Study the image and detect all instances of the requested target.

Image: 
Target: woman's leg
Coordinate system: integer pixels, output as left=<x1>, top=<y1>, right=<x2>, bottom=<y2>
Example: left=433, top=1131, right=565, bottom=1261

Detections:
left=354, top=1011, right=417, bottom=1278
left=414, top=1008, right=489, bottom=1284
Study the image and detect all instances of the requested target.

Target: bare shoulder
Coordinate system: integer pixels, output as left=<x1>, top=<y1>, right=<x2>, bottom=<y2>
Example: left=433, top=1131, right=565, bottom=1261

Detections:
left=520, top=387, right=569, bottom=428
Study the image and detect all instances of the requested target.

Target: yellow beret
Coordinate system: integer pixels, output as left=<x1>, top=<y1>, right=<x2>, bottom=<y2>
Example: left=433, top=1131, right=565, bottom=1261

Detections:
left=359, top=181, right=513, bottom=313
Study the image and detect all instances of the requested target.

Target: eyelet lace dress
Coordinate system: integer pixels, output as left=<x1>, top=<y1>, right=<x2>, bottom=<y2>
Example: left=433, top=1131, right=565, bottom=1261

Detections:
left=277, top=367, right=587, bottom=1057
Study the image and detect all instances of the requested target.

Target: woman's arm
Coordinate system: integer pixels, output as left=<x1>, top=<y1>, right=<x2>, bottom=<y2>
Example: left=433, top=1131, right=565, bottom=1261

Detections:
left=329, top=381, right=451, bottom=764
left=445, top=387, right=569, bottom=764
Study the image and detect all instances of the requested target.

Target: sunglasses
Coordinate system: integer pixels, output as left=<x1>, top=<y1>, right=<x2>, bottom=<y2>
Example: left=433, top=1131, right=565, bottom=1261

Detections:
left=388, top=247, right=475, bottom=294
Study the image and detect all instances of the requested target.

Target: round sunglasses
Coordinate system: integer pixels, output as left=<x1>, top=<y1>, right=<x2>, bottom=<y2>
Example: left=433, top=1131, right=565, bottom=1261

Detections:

□ □ □ □ □ □ □

- Task directions
Pick out every line of the items above that contains the string "woman", matching case.

- Output for this task
Target: woman's leg
Target: woman's arm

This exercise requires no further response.